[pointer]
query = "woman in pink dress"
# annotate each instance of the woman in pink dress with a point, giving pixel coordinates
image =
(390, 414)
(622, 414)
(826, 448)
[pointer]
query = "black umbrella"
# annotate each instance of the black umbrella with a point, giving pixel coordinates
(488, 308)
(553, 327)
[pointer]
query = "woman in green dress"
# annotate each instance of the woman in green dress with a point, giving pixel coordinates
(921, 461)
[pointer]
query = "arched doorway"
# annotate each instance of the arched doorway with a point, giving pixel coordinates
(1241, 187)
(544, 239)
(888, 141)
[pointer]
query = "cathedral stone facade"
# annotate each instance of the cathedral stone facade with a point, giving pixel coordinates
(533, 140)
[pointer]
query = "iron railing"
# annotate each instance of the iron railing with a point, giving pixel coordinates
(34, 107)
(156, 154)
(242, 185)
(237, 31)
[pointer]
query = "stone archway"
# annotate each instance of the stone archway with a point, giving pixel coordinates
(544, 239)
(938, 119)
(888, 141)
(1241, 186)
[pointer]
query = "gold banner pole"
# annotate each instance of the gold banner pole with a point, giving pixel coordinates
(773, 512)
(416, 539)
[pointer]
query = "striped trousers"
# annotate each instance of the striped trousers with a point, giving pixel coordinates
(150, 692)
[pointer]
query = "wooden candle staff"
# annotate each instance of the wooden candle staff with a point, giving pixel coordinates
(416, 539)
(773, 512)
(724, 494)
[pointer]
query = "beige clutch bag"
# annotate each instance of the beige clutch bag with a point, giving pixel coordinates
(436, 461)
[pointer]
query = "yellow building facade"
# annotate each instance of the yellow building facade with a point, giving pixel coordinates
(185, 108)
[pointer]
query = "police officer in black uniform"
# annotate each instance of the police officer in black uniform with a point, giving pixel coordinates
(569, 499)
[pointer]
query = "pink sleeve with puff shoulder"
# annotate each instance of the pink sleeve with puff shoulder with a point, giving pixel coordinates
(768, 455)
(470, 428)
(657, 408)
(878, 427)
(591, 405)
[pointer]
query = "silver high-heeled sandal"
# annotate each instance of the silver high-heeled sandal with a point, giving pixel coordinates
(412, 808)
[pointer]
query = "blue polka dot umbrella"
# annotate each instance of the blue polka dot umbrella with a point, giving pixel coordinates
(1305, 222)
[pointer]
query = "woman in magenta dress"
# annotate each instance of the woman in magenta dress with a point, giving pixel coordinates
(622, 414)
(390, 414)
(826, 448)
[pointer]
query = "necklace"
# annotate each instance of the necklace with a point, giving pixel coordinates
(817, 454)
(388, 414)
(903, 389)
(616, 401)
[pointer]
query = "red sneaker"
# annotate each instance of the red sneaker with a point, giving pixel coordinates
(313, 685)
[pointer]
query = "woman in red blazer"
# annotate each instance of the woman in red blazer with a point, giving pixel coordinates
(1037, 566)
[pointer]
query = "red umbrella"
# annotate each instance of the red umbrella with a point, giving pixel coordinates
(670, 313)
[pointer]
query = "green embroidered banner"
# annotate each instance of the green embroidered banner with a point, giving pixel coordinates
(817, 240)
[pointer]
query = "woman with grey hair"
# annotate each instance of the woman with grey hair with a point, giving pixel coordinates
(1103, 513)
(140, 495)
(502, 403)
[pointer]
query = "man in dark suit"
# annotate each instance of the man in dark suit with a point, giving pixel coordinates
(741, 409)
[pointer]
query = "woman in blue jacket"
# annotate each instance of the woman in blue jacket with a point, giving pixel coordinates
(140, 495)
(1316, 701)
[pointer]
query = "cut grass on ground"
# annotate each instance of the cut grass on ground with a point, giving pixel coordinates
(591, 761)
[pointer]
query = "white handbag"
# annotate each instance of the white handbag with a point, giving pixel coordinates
- - - - -
### STATED GOAL
Please extract every line in the listing above that contains the word "clutch", treating uppercase and lowercase as different.

### TASK SOLUTION
query = "beige clutch bag"
# annotate each instance of the beige clutch bag with a point, giving pixel coordinates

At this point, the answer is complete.